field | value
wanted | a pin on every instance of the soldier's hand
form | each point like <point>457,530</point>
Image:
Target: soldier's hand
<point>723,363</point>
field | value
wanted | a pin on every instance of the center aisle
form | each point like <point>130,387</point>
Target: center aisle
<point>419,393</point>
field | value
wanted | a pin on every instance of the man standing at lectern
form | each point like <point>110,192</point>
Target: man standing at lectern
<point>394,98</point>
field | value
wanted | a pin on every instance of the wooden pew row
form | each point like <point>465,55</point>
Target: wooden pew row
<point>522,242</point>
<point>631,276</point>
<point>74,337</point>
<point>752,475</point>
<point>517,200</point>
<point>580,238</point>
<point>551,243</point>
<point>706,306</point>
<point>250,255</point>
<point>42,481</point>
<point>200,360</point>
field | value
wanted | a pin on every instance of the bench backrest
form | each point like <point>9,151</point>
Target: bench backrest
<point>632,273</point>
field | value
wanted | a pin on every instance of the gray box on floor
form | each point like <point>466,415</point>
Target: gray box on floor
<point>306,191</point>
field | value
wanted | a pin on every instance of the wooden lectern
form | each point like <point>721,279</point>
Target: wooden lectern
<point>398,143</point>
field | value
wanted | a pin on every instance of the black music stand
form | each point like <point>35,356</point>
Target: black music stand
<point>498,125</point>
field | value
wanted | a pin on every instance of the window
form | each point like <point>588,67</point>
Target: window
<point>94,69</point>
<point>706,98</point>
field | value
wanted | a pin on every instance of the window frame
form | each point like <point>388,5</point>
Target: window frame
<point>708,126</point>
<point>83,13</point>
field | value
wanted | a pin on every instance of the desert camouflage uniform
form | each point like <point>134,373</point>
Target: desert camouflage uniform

+ + + + + + +

**Exercise brief**
Go through the listing above, and whenever a line holds the word "like", copy it.

**Expected answer**
form | each point like <point>457,530</point>
form | each point like <point>130,387</point>
form | each point like <point>110,192</point>
form | each point like <point>465,55</point>
form | each point like <point>9,151</point>
form | each point like <point>466,415</point>
form | each point like <point>721,279</point>
form | each point like <point>35,356</point>
form | each point like <point>588,67</point>
form | each point like <point>388,5</point>
form | each point like <point>134,373</point>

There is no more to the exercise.